What is being asked: Lines from the one containing "Task: locate the man's hand" to the end of the data below are to be restated exactly, with both ends included and nothing else.

(Source data)
▽
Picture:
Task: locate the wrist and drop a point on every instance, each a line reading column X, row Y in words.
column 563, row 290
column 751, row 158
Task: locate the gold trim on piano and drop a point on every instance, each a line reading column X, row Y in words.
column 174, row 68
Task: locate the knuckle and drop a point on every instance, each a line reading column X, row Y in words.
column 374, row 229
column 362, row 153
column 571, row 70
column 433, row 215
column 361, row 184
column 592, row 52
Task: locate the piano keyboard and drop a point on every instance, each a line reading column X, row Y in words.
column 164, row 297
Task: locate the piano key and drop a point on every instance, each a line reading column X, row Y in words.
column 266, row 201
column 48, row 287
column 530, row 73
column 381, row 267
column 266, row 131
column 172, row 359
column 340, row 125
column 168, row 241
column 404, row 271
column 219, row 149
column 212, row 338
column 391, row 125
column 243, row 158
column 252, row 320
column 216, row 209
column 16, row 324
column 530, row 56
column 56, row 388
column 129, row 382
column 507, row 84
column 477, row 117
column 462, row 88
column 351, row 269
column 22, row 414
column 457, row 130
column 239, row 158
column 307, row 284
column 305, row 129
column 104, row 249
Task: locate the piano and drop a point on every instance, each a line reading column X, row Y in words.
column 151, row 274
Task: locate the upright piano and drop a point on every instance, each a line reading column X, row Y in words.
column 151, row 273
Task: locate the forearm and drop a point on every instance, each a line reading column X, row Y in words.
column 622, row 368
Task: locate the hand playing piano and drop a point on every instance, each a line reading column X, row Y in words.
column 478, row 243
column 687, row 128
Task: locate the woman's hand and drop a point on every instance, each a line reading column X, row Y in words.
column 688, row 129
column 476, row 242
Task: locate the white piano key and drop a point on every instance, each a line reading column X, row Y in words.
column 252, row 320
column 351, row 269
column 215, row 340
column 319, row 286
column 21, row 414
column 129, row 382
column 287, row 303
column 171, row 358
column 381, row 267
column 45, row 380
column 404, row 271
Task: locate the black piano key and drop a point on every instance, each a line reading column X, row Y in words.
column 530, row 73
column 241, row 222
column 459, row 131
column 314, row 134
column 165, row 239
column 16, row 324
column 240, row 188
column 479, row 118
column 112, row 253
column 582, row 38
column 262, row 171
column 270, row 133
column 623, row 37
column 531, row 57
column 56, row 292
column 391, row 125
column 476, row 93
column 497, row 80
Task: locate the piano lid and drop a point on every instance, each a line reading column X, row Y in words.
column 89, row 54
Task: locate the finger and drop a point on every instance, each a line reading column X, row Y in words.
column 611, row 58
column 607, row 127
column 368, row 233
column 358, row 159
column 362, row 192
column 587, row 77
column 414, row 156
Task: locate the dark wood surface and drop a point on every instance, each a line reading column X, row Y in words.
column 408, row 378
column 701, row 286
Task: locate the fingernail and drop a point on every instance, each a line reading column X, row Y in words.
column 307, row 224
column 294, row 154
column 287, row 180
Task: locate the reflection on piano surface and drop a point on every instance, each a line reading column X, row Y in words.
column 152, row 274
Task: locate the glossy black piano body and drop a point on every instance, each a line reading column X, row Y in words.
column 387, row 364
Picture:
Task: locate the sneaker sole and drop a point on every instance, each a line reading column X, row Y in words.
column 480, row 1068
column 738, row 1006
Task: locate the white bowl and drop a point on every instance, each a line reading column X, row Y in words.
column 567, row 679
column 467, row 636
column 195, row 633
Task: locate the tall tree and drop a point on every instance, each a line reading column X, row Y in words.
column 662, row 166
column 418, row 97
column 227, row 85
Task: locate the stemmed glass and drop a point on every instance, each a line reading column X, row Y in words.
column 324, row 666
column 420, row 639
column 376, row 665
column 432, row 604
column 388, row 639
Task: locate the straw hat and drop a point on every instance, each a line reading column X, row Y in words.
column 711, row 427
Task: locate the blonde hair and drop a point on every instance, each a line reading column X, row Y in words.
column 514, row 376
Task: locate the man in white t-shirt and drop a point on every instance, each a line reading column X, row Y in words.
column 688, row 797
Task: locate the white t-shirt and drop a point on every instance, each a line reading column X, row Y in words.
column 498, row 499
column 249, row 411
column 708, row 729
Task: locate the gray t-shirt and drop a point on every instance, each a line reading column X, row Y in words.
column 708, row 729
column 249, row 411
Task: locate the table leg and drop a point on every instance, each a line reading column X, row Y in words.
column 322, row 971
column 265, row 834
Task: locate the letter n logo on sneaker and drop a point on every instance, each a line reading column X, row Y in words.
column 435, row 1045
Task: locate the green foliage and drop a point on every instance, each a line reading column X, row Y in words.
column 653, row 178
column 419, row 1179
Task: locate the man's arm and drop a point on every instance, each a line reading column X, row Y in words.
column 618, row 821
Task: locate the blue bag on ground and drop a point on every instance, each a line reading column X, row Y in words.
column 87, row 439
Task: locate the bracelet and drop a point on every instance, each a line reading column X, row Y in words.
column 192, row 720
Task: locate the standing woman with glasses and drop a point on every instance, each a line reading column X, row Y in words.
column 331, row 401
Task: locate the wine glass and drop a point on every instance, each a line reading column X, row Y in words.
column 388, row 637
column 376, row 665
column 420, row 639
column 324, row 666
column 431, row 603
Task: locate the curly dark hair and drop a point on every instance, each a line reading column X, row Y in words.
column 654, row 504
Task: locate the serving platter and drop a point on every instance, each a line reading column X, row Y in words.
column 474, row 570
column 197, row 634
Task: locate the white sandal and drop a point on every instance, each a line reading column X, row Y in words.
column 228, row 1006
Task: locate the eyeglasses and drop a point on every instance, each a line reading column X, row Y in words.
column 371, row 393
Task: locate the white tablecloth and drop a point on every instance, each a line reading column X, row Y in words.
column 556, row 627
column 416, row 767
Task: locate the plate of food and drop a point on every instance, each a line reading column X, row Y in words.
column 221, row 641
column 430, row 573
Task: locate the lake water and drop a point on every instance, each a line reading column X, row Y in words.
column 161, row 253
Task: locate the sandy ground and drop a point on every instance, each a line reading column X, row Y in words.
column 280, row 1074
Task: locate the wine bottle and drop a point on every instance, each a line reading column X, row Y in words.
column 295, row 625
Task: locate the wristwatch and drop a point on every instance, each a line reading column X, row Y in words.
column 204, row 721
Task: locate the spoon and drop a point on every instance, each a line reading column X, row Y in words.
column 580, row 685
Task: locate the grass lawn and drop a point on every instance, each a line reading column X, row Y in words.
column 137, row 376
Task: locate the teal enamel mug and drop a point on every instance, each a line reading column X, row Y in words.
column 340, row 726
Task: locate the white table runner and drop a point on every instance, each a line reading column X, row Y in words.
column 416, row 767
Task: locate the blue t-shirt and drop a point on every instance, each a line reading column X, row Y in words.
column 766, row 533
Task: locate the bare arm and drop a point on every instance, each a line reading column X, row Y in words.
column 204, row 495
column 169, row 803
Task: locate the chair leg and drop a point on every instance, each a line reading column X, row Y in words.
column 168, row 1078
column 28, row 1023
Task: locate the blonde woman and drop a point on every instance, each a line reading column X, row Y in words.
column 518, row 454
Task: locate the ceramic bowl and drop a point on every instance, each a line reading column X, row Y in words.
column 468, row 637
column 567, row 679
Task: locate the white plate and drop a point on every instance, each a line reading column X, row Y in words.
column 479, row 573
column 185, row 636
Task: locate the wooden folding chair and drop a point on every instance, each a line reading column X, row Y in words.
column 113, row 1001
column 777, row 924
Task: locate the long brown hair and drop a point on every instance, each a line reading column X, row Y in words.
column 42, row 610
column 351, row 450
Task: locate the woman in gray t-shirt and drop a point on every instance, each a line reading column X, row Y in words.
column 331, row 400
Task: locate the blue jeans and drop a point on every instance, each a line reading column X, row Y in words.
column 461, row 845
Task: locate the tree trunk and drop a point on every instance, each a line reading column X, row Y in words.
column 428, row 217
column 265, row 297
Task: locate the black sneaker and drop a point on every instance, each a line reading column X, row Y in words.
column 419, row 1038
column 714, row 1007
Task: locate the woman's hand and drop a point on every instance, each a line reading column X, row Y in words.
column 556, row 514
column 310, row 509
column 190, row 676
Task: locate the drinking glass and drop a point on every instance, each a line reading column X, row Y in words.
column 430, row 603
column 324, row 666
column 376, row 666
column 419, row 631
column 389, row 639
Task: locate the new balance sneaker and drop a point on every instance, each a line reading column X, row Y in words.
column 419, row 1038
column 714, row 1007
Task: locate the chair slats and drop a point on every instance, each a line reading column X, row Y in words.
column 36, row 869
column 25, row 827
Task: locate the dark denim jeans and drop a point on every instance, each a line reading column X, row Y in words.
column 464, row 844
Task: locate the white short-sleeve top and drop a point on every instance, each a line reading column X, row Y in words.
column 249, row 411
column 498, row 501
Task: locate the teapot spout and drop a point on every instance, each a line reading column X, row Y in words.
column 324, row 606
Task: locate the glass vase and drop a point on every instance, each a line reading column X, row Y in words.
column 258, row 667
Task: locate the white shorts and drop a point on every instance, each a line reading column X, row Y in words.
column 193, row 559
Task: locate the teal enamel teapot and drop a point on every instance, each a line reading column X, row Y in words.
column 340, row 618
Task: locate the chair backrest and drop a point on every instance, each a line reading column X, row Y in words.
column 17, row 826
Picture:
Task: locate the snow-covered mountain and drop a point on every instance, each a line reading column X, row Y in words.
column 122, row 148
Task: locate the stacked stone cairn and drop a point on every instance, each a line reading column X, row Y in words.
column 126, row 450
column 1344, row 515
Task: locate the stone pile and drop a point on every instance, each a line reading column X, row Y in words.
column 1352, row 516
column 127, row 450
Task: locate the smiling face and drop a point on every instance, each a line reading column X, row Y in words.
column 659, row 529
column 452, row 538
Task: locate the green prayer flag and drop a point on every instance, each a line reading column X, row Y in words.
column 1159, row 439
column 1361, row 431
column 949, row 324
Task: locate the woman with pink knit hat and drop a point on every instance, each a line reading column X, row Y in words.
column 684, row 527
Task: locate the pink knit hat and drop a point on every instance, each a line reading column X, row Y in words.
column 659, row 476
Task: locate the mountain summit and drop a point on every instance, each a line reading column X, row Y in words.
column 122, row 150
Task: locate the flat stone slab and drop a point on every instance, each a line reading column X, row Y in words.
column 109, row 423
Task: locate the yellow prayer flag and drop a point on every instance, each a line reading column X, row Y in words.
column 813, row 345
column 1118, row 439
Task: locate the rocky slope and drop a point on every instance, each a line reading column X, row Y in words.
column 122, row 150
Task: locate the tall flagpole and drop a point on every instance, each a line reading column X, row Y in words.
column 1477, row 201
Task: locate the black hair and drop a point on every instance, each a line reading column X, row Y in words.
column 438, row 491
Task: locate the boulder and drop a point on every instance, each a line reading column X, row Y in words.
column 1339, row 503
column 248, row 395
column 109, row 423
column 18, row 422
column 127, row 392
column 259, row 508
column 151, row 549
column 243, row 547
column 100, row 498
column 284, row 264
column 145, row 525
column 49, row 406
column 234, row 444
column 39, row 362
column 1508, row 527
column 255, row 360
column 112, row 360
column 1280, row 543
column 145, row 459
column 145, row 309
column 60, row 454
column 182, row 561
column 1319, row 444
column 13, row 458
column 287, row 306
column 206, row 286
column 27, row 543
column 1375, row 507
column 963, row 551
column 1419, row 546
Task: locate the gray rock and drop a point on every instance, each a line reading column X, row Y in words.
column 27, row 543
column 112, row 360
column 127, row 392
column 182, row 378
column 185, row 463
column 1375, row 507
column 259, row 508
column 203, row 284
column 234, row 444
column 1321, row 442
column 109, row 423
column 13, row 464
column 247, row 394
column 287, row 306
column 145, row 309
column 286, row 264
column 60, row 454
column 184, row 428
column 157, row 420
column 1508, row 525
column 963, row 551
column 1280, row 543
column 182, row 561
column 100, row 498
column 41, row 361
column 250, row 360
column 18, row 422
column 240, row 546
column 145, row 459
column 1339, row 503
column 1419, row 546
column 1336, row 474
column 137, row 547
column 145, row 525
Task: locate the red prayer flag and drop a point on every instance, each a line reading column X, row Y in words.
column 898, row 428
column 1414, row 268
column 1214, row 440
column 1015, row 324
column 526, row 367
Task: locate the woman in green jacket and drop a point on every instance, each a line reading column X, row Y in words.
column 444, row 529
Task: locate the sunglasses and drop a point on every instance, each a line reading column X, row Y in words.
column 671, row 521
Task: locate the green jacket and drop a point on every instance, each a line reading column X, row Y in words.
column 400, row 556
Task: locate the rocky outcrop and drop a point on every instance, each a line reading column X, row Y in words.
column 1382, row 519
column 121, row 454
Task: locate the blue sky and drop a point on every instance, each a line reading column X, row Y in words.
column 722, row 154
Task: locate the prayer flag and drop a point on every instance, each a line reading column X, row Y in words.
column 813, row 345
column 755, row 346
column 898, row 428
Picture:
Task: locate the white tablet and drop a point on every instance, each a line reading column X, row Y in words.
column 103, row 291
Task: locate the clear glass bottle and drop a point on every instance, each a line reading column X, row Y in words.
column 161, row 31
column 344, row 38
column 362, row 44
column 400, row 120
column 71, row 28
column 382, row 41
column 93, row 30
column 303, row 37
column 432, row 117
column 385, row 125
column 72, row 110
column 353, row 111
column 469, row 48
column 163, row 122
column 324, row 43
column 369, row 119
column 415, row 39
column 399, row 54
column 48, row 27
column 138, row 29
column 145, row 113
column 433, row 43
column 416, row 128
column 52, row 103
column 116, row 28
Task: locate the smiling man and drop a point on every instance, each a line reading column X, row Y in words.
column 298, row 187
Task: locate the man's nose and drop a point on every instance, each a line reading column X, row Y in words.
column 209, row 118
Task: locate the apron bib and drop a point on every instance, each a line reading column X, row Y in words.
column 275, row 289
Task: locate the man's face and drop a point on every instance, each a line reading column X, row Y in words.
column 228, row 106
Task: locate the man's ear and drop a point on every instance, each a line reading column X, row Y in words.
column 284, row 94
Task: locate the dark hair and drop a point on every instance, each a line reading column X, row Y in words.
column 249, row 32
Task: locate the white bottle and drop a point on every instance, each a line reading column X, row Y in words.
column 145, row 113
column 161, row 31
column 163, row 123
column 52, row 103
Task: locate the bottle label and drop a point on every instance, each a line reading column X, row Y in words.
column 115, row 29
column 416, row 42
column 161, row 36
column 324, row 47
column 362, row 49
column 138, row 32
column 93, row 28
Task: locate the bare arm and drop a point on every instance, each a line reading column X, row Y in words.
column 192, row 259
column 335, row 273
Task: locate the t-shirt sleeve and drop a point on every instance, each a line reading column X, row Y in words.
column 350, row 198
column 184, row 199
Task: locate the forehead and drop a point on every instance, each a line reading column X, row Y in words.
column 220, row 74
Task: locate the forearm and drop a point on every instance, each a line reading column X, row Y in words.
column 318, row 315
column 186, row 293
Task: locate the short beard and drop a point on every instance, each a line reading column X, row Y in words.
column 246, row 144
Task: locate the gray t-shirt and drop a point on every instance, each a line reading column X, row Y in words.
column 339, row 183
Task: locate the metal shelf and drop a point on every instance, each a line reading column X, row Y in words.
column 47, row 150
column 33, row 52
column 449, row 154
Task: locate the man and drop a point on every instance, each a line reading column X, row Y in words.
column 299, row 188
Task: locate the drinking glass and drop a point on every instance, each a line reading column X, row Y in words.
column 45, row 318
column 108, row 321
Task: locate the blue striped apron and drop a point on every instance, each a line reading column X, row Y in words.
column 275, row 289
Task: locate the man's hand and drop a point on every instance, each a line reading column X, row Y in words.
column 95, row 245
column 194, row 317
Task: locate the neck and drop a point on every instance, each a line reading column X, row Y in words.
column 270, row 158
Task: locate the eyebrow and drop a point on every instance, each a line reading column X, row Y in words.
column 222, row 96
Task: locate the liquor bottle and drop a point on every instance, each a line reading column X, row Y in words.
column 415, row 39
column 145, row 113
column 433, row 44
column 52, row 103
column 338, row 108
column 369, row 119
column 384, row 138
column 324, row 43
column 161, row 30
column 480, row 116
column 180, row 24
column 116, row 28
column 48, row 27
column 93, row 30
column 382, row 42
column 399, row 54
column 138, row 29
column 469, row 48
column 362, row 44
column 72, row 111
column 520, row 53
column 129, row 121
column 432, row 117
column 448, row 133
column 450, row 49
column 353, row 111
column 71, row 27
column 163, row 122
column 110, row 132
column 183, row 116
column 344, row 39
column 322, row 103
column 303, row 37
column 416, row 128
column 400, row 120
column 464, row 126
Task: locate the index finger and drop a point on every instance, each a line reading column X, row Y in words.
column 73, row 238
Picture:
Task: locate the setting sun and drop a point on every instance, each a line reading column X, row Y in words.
△
The answer:
Task: locate the man's hand and drop a point on every instance, each a line reading column X, row Y in words.
column 95, row 245
column 194, row 317
Task: locate the neck and drop a point on every instance, each a line reading column X, row Y in words.
column 270, row 158
Task: locate the eyebrow and drop a point on every instance, each a line reading column X, row Y in words.
column 222, row 96
Task: locate the liquor bottle and drop a point on every instance, each a line reading column X, row Y in words.
column 415, row 39
column 145, row 113
column 433, row 44
column 52, row 103
column 338, row 108
column 369, row 119
column 384, row 138
column 324, row 43
column 161, row 30
column 480, row 116
column 180, row 24
column 116, row 28
column 48, row 27
column 93, row 30
column 382, row 42
column 399, row 54
column 138, row 29
column 469, row 48
column 362, row 44
column 72, row 111
column 520, row 53
column 129, row 121
column 432, row 117
column 448, row 133
column 450, row 49
column 353, row 111
column 71, row 27
column 163, row 122
column 110, row 132
column 183, row 116
column 344, row 39
column 322, row 103
column 303, row 37
column 416, row 128
column 400, row 120
column 464, row 126
Task: locate the index finger and drop a point on every instance, each a line reading column X, row Y in words.
column 73, row 238
Picture:
Task: locate the setting sun and drop a point on every instance, each a line reading column X, row Y in words.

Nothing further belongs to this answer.